**What to do**. Both the line with "output x=973, y=944." and the line with "output x=966, y=628." in the records below must appear in the output, along with every line between them, exactly and with nothing added.
===== Records to process =====
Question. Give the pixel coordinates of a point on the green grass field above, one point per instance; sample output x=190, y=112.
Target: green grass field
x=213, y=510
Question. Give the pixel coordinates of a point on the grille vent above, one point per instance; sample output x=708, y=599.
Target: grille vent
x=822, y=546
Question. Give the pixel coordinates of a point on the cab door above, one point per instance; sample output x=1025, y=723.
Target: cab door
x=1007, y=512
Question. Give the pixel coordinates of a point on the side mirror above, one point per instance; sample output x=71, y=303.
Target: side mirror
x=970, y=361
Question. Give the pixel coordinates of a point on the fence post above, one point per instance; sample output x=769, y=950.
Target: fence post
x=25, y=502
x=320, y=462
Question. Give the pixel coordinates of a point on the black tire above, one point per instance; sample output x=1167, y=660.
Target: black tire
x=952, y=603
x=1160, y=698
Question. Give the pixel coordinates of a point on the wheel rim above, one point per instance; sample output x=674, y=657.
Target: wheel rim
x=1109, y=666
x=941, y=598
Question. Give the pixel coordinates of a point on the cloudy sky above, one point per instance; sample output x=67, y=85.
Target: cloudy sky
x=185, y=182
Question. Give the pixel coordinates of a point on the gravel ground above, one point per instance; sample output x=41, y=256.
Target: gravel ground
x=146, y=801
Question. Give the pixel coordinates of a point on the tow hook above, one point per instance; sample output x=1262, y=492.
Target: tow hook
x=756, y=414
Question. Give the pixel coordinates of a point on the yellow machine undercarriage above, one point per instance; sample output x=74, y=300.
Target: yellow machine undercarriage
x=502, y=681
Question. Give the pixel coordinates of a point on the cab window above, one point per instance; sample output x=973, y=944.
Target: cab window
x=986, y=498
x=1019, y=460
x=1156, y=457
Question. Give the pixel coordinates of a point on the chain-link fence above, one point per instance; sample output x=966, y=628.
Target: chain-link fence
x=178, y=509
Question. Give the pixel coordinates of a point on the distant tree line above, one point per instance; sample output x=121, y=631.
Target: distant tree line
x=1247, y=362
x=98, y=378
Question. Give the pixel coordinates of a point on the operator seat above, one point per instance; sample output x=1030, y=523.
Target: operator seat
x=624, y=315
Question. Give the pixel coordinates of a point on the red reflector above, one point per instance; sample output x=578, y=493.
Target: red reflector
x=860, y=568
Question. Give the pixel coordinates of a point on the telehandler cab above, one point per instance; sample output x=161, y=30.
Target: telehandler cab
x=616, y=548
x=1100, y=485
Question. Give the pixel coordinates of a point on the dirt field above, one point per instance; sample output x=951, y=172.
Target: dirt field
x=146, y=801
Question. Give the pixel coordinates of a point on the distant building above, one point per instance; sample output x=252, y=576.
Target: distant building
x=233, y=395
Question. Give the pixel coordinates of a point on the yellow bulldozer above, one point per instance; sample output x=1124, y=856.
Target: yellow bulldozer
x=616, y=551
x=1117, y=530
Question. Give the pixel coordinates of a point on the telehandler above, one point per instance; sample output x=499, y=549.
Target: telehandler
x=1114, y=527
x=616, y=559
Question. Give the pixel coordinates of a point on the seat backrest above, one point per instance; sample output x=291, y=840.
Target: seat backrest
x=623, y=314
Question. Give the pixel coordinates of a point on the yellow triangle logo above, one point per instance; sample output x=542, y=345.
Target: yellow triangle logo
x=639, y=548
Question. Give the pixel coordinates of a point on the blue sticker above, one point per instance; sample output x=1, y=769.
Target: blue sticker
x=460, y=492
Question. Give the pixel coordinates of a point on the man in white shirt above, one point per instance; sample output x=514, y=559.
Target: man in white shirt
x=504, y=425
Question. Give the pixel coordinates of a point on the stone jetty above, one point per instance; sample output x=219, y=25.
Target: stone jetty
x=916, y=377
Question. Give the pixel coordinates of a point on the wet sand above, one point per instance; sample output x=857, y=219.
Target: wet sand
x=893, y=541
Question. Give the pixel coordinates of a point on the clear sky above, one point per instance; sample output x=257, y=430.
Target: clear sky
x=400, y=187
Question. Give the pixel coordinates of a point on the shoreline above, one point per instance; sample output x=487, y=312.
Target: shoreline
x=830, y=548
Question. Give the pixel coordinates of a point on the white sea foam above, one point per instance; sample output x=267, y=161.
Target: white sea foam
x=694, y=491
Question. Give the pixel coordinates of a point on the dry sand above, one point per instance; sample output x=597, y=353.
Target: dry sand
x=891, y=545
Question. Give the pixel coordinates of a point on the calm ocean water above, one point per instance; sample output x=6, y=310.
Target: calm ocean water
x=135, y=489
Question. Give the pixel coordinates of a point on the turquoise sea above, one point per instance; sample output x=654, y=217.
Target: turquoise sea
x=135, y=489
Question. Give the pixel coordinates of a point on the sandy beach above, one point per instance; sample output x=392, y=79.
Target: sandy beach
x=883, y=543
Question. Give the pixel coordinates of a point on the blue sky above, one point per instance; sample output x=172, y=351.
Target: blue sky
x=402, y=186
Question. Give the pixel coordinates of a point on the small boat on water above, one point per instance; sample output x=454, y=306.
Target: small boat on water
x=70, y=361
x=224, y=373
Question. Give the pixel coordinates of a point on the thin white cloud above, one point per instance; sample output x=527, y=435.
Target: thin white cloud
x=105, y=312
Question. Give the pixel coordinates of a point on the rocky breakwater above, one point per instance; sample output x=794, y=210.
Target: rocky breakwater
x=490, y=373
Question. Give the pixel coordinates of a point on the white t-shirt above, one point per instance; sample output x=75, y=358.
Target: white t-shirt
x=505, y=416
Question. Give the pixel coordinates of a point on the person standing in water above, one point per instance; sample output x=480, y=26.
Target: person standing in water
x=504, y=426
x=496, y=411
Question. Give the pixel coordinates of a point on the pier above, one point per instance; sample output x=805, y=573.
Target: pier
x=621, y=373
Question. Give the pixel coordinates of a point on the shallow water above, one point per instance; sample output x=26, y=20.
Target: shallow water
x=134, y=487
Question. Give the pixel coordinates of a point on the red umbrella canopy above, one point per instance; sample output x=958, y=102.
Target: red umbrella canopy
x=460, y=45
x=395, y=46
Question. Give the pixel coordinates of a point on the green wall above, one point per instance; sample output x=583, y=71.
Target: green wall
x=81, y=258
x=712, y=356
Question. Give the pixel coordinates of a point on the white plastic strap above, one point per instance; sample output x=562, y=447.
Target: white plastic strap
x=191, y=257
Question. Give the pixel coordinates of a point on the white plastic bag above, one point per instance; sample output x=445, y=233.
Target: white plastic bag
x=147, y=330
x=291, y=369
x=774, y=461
=====
**Exercise result**.
Question. Give the pixel coordinates of a point on the cab window above, one point per instance; sample output x=973, y=944.
Target: cab window
x=986, y=498
x=1019, y=460
x=1156, y=457
Question. Give the pixel coordinates of a point on the chain-link fence above, one point per instance; sample output x=966, y=628.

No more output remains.